→ RECORDS FOR PROCESSING:
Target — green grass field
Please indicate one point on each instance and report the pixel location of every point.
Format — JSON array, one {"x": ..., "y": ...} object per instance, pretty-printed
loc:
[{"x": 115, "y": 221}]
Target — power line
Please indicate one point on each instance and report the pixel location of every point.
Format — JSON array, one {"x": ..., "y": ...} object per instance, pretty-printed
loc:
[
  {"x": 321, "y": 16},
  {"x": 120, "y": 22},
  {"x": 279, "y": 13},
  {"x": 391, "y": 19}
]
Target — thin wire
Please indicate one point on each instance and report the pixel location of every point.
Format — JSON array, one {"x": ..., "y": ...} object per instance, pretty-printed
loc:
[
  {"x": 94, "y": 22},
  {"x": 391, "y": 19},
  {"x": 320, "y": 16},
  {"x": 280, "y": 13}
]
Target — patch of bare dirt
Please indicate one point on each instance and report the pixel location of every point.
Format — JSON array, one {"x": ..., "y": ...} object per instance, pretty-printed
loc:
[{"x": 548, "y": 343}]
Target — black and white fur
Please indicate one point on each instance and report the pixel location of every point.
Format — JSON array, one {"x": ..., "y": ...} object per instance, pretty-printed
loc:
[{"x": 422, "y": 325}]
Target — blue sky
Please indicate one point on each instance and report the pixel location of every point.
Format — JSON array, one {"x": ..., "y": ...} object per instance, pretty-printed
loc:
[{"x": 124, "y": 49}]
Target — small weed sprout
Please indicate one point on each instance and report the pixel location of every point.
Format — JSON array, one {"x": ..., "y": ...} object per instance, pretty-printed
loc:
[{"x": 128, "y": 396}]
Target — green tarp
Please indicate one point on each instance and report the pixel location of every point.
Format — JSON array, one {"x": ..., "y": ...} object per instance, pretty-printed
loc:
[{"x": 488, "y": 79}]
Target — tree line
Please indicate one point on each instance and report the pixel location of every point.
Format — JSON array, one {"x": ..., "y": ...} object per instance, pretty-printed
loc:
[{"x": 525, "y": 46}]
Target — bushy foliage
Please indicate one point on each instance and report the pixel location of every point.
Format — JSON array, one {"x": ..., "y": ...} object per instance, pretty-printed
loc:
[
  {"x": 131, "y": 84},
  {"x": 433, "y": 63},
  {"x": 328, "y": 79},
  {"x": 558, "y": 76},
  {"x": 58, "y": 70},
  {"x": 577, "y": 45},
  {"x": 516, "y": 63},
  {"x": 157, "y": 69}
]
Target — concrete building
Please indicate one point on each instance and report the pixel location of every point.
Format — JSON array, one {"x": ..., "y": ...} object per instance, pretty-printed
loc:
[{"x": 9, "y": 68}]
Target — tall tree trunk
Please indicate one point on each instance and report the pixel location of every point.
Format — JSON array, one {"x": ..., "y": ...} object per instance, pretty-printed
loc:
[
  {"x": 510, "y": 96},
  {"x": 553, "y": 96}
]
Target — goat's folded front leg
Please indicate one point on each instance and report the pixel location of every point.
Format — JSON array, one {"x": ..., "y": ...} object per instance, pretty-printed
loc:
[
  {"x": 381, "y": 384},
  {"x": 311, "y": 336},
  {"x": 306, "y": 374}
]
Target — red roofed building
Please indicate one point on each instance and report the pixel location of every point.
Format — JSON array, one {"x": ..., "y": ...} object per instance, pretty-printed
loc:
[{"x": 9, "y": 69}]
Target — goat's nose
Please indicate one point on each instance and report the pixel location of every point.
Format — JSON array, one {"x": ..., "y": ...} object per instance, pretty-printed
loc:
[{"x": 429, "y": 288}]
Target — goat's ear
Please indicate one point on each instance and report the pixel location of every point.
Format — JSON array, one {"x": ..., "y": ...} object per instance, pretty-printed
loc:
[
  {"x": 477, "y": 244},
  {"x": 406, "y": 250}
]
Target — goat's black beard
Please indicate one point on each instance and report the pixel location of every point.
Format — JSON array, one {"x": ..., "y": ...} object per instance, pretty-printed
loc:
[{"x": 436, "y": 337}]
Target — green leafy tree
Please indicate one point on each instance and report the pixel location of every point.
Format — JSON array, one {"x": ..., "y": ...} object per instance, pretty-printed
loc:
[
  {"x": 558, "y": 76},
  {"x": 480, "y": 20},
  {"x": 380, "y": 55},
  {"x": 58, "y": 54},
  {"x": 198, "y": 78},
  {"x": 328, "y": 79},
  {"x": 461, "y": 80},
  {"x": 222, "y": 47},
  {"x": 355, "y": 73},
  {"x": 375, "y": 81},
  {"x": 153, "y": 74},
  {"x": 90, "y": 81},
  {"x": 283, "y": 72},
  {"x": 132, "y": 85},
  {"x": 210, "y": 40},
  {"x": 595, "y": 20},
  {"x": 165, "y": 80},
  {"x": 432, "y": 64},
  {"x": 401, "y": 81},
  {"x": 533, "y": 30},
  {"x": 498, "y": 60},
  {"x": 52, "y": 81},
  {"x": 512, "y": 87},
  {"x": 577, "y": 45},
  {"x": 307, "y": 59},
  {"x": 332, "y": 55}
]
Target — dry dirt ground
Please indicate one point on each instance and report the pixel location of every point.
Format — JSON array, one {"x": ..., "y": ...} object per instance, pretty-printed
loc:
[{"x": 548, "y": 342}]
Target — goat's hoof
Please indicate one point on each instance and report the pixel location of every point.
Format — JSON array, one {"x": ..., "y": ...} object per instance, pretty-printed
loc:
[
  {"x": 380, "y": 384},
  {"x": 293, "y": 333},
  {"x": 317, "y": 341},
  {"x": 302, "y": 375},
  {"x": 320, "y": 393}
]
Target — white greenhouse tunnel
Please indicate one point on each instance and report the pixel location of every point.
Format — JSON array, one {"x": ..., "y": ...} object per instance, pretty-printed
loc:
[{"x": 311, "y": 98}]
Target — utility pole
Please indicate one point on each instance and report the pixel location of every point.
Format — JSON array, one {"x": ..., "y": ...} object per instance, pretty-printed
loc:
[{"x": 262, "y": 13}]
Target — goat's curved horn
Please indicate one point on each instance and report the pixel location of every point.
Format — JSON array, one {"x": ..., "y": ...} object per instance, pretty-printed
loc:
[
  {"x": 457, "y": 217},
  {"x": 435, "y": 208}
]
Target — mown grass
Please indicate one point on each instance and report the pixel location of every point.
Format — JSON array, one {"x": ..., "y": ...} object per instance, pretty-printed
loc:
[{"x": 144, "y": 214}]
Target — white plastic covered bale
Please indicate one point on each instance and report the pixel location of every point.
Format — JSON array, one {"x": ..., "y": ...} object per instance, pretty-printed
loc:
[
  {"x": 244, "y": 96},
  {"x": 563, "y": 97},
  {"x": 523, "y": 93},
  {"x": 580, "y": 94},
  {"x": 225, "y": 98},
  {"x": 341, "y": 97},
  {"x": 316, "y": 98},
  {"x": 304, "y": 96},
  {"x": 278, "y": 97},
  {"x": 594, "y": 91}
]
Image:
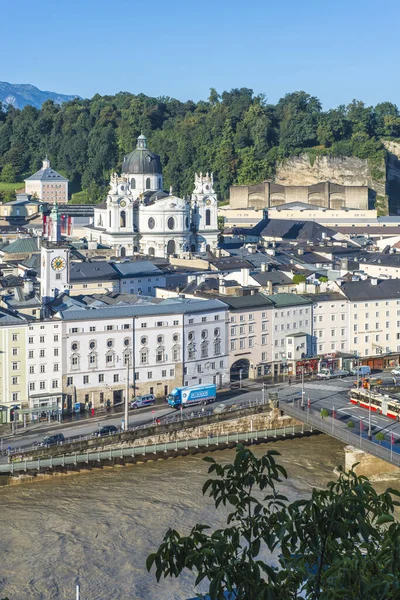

→ REQUIRED TASK:
Extract each line of the rows above that contains the word "tree".

→ ANSWER FOR THIS EXERCISE:
Target — tree line
Target — tall tree trunk
Target — green leafy tree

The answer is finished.